- **WHAT IS NEEDED**
The records that follow need to be printed exactly. Leave out each image.

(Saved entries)
____________________

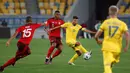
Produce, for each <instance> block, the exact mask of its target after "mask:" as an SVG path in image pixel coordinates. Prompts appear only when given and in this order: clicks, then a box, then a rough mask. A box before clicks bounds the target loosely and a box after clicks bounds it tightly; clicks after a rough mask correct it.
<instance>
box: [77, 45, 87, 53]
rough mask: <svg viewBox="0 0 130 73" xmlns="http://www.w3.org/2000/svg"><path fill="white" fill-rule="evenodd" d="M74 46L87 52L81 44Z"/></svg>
mask: <svg viewBox="0 0 130 73" xmlns="http://www.w3.org/2000/svg"><path fill="white" fill-rule="evenodd" d="M76 48H79V49H80V50H81V51H82V52H83V53H86V52H88V51H87V50H86V49H85V48H84V47H83V46H82V45H79V46H76Z"/></svg>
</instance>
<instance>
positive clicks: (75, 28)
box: [50, 16, 95, 65]
mask: <svg viewBox="0 0 130 73" xmlns="http://www.w3.org/2000/svg"><path fill="white" fill-rule="evenodd" d="M60 27H61V28H66V43H67V45H68V46H69V47H71V48H73V49H74V50H75V52H76V54H75V55H74V56H73V57H72V58H71V59H70V61H69V62H68V63H69V64H70V65H75V64H74V63H73V62H74V60H76V59H77V58H78V57H79V56H80V55H81V54H82V53H89V54H90V55H91V52H88V51H87V50H86V49H85V48H84V47H83V46H82V45H81V44H80V42H78V41H77V40H76V37H77V34H78V31H79V30H82V31H85V32H89V33H95V32H92V31H90V30H87V29H85V28H82V27H81V26H80V25H79V24H78V17H77V16H73V20H72V23H71V22H66V23H64V24H63V25H61V26H58V27H55V28H52V29H51V30H50V32H51V31H53V30H55V29H57V28H60Z"/></svg>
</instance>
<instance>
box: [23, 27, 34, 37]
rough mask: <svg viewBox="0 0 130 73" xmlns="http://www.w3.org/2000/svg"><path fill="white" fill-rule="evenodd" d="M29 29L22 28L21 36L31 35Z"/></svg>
mask: <svg viewBox="0 0 130 73" xmlns="http://www.w3.org/2000/svg"><path fill="white" fill-rule="evenodd" d="M31 30H32V29H24V30H23V38H27V37H30V36H31Z"/></svg>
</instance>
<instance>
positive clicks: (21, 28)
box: [16, 23, 41, 44]
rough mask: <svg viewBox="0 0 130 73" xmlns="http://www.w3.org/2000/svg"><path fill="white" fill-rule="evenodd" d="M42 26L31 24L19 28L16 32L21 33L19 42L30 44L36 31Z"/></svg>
mask: <svg viewBox="0 0 130 73" xmlns="http://www.w3.org/2000/svg"><path fill="white" fill-rule="evenodd" d="M40 26H41V24H36V23H30V24H26V25H24V26H21V27H19V28H18V29H17V30H16V32H18V33H21V37H20V39H19V41H18V42H22V43H24V44H29V43H30V42H31V40H32V37H33V34H34V31H35V29H37V28H38V27H40Z"/></svg>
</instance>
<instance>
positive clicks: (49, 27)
mask: <svg viewBox="0 0 130 73" xmlns="http://www.w3.org/2000/svg"><path fill="white" fill-rule="evenodd" d="M63 23H64V21H63V20H62V19H60V11H55V13H54V17H53V18H50V19H48V20H47V21H46V22H45V24H46V26H48V27H49V29H51V28H54V27H56V26H60V25H62V24H63ZM60 30H61V29H60V28H58V29H56V30H54V31H51V32H49V40H50V44H51V46H50V48H49V50H48V53H47V55H46V59H45V64H51V62H52V59H53V58H54V57H56V56H58V55H59V54H60V53H61V52H62V49H63V48H62V42H61V36H60ZM55 48H57V50H56V51H55V53H54V54H53V55H52V56H51V54H52V52H53V50H54V49H55Z"/></svg>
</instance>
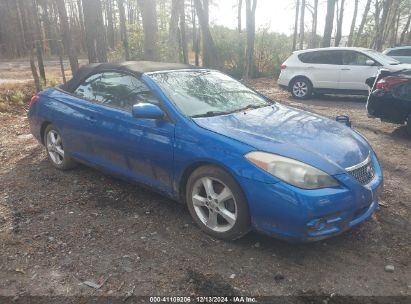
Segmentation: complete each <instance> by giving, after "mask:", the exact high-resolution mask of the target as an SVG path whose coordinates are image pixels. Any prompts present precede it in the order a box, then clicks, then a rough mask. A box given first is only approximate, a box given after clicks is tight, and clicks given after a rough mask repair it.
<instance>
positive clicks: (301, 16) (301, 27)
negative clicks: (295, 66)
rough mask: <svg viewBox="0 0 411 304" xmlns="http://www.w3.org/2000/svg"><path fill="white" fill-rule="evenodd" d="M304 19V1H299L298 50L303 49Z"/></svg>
mask: <svg viewBox="0 0 411 304" xmlns="http://www.w3.org/2000/svg"><path fill="white" fill-rule="evenodd" d="M304 18H305V0H301V17H300V45H299V49H300V50H302V49H303V48H304V32H305V27H304V22H305V21H304Z"/></svg>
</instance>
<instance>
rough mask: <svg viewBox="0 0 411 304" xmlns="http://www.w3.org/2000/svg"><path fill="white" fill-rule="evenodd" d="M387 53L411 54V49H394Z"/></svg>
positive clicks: (403, 54)
mask: <svg viewBox="0 0 411 304" xmlns="http://www.w3.org/2000/svg"><path fill="white" fill-rule="evenodd" d="M387 55H389V56H411V49H398V50H392V51H390V52H389V53H388V54H387Z"/></svg>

____________________

- **OUTPUT OF THE TASK**
Produce, for each <instance> block, the exact mask of its target after "mask:" as an SVG path in image pixel coordinates. Prompts appear only when given and in this order: clicks, then a box, then a rough mask. A box before clicks bounds the target loosely and a box after clicks bounds it tightly; clicks after a rough mask correct it.
<instance>
box: [77, 45, 87, 53]
rough mask: <svg viewBox="0 0 130 73" xmlns="http://www.w3.org/2000/svg"><path fill="white" fill-rule="evenodd" d="M74 46L87 52L81 44Z"/></svg>
mask: <svg viewBox="0 0 130 73" xmlns="http://www.w3.org/2000/svg"><path fill="white" fill-rule="evenodd" d="M76 48H79V49H80V50H81V51H82V52H83V53H86V52H88V51H87V50H86V49H85V48H84V47H83V46H82V45H79V46H76Z"/></svg>
</instance>
<instance>
positive clicks: (75, 28)
box: [50, 16, 95, 65]
mask: <svg viewBox="0 0 130 73" xmlns="http://www.w3.org/2000/svg"><path fill="white" fill-rule="evenodd" d="M60 27H61V28H66V43H67V45H68V46H69V47H71V48H73V49H74V50H75V52H76V54H75V55H74V56H73V57H72V58H71V59H70V61H69V62H68V63H69V64H70V65H75V64H74V63H73V62H74V60H76V59H77V58H78V57H79V56H80V55H81V54H82V53H89V54H90V55H91V52H88V51H87V50H86V49H85V48H84V47H83V46H82V45H81V44H80V42H78V41H77V40H76V37H77V34H78V31H79V30H82V31H85V32H89V33H95V32H92V31H90V30H87V29H85V28H82V27H81V26H80V25H79V24H78V17H77V16H73V20H72V23H71V22H66V23H64V24H63V25H61V26H58V27H55V28H52V29H51V30H50V32H51V31H53V30H55V29H57V28H60Z"/></svg>
</instance>
<instance>
box: [23, 27, 34, 37]
rough mask: <svg viewBox="0 0 130 73" xmlns="http://www.w3.org/2000/svg"><path fill="white" fill-rule="evenodd" d="M29 29L22 28L21 36L31 35Z"/></svg>
mask: <svg viewBox="0 0 130 73" xmlns="http://www.w3.org/2000/svg"><path fill="white" fill-rule="evenodd" d="M31 30H32V29H24V30H23V38H27V37H30V36H31Z"/></svg>
</instance>
<instance>
positive clicks: (21, 28)
box: [16, 23, 41, 44]
rough mask: <svg viewBox="0 0 130 73" xmlns="http://www.w3.org/2000/svg"><path fill="white" fill-rule="evenodd" d="M42 26L31 24L19 28L16 32L21 33L19 42L30 44L36 31Z"/></svg>
mask: <svg viewBox="0 0 130 73" xmlns="http://www.w3.org/2000/svg"><path fill="white" fill-rule="evenodd" d="M40 26H41V24H36V23H30V24H26V25H24V26H21V27H19V28H18V29H17V30H16V32H18V33H21V37H20V39H19V41H18V42H22V43H24V44H29V43H30V42H31V40H32V37H33V34H34V31H35V29H37V28H38V27H40Z"/></svg>
</instance>
<instance>
positive clicks: (49, 27)
mask: <svg viewBox="0 0 130 73" xmlns="http://www.w3.org/2000/svg"><path fill="white" fill-rule="evenodd" d="M63 23H64V21H63V20H62V19H60V11H55V13H54V17H53V18H50V19H48V20H47V21H46V22H45V24H46V26H48V27H49V29H51V28H54V27H56V26H60V25H62V24H63ZM60 30H61V29H60V28H58V29H56V30H54V31H51V32H49V40H50V44H51V46H50V48H49V50H48V53H47V55H46V59H45V64H51V62H52V59H53V58H54V57H56V56H58V55H59V54H60V53H61V52H62V49H63V48H62V42H61V36H60ZM55 48H57V50H56V51H55V53H54V54H53V55H52V56H51V54H52V52H53V50H54V49H55Z"/></svg>
</instance>
Segmentation: complete each <instance> by giving, after "mask:", the exact high-resolution mask of the target as an SVG path whose coordinates are image pixels. Any prompts present precede it in the order a box, then clicks, then a rough mask. A box given first is only approximate, a box given after clicks is tight, and clicks given after a rough mask repair it.
<instance>
positive clicks: (301, 16) (301, 27)
negative clicks: (295, 66)
rough mask: <svg viewBox="0 0 411 304" xmlns="http://www.w3.org/2000/svg"><path fill="white" fill-rule="evenodd" d="M304 19V1H299L298 50L303 49Z"/></svg>
mask: <svg viewBox="0 0 411 304" xmlns="http://www.w3.org/2000/svg"><path fill="white" fill-rule="evenodd" d="M304 18H305V0H301V17H300V45H299V49H300V50H302V49H303V48H304V32H305V27H304V22H305V21H304Z"/></svg>
</instance>
<instance>
rough mask: <svg viewBox="0 0 411 304" xmlns="http://www.w3.org/2000/svg"><path fill="white" fill-rule="evenodd" d="M387 53L411 54V49H394Z"/></svg>
positive clicks: (403, 54)
mask: <svg viewBox="0 0 411 304" xmlns="http://www.w3.org/2000/svg"><path fill="white" fill-rule="evenodd" d="M387 55H389V56H411V49H398V50H392V51H390V52H389V53H388V54H387Z"/></svg>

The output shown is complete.